* **TEXT BLOCK**:
>>>>
Swapping Guilt for Grace This Holiday Season
I like the holidays. Honestly, I do! We celebrate Christmas every year, and when I was growing up my mom loved to decorate. After she was done, we often said that our home looked like the Spirit of Christmas came over and threw up all over the house. π But, we were just kidding. I actually remember being a little sad each January when the decorations came down and the house looked stark and almost naked. But, this post is not about my mom. It’s about me. For the past few years, I have found myself decorating and scheduling less around the holidays. I was feeling a bit guilty about it until I started to consider the big picture. This year, we have put up the least amount than ever before, but I appreciate my reasons for it and will be taking each holiday season one year at a time. If you are overwhelmed by the holidays and are looking to simplify some of the activities and decorations, read on.
When Enough is Too Much
You see, when I first got married, I could not wait to set my own holiday traditions. I had begun collecting Christmas ornaments as early as high school and already had enough to decorate the little five foot tree we bought for our first apartment. I baked cookies, made fruitcake (one people actually wanted to eat, thank you very much), and decorated with the stockings we had brought from our childhood homes!
<<<<
Point placement records
>>>>
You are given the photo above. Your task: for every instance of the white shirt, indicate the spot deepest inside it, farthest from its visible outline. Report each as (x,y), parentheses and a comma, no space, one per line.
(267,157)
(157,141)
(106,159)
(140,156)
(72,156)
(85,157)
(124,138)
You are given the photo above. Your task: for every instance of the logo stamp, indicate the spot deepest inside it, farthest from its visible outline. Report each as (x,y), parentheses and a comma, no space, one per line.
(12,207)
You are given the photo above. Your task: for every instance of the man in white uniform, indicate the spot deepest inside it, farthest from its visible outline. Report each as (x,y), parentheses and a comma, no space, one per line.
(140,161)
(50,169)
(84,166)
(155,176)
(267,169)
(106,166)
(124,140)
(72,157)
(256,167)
<<<<
* **SET PROBLEM A**: In the holiday post, how tall was the tree bought for the first apartment?
* **SET PROBLEM B**: Edit the holiday post's passage starting at "When Enough is" and ending at "our childhood homes!", replacing "fruitcake" with "gingerbread".

* **FULL RESPONSE A**: It was five feet tall.

* **FULL RESPONSE B**:
When Enough is Too Much
You see, when I first got married, I could not wait to set my own holiday traditions. I had begun collecting Christmas ornaments as early as high school and already had enough to decorate the little five foot tree we bought for our first apartment. I baked cookies, made gingerbread (one people actually wanted to eat, thank you very much), and decorated with the stockings we had brought from our childhood homes!